▶ [TO DO] In the listing, swap "green tree" for "pine tree" and reproduce it with everything else left the same.
— START DATA ENTRIES —
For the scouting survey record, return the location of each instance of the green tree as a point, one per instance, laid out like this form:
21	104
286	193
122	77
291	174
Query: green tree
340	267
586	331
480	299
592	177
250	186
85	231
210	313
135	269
— END DATA ENTRIES —
▶ [THE RESULT]
For the scouting survey record, return the location of each instance of the pine tree as a point, one per instance, laid out like this form:
21	104
286	193
122	77
291	174
Query: pine tree
340	267
586	331
480	299
592	177
250	186
85	231
210	313
135	269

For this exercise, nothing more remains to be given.